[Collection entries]
============================================================

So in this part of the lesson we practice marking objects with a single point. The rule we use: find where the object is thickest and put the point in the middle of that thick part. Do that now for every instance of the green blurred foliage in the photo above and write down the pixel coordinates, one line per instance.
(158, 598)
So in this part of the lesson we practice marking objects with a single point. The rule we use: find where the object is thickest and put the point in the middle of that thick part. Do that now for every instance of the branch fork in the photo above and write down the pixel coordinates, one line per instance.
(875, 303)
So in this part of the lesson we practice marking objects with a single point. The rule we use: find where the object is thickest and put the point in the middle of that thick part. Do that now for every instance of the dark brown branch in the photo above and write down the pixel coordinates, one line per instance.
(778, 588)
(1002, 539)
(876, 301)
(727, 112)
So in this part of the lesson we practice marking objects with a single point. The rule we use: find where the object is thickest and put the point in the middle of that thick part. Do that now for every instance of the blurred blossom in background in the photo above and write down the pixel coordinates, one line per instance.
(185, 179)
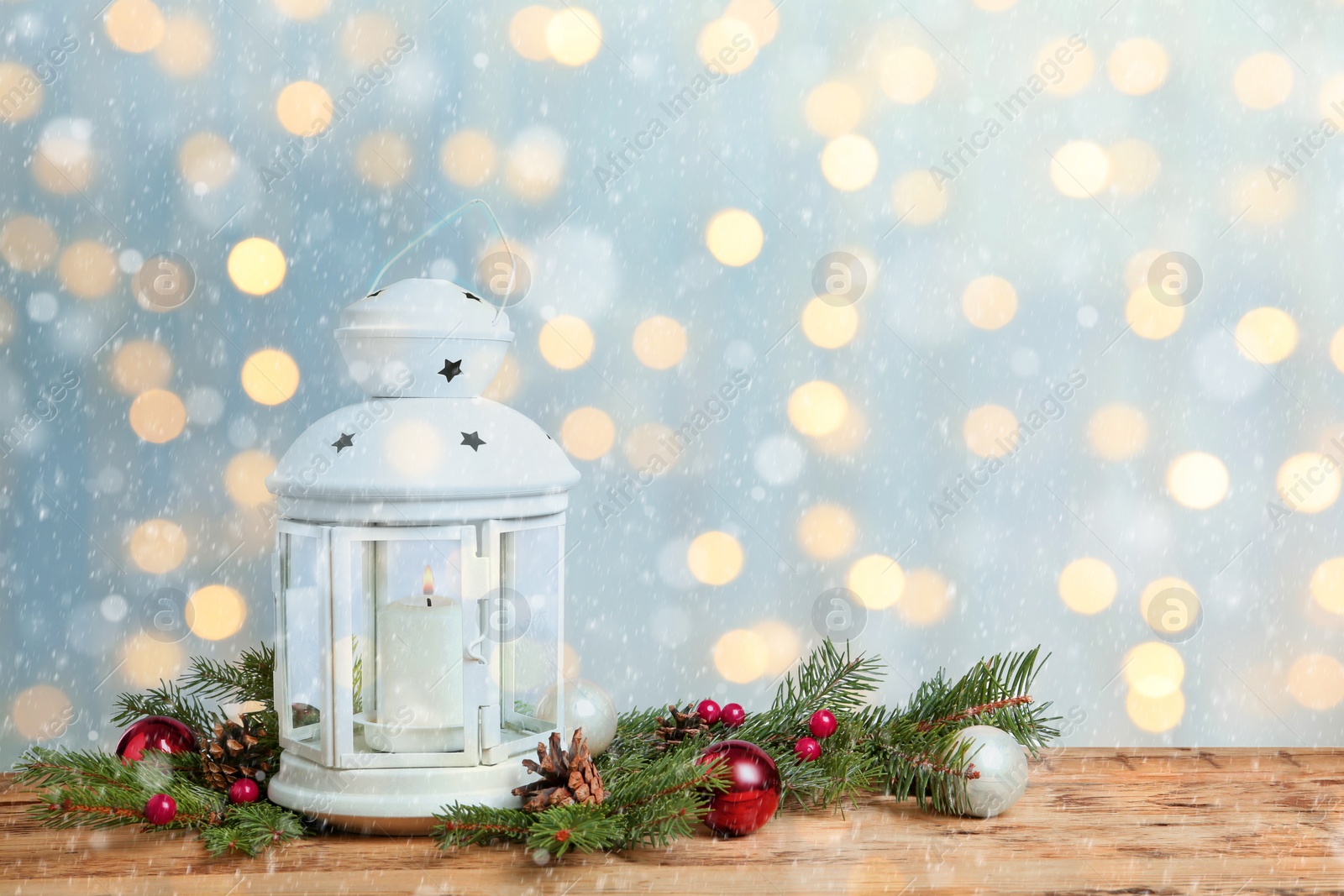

============================================================

#### Work instructions
Pick out every line of the listing that contains the string "blurred" and copy those lines. Treat uppercase and lowercase letters as different when matching.

#### Correct answer
So in this part of the lesson we practice marking objects with a single point. The rule we use: find where the object is thickest and put the point in the middle of that thick part. Do that now for every instance of the green blurred foliage in the photo above and write down the pixel coordinates, one line per instance.
So in this part of the lesson we practice marking objects with a single point. The rule we use: find where the object is thickest and put the point in the middle of that thick part. Do that now for every instance of the blurred blossom in background in the photo above and write down the pixel coordinates, one line per instance.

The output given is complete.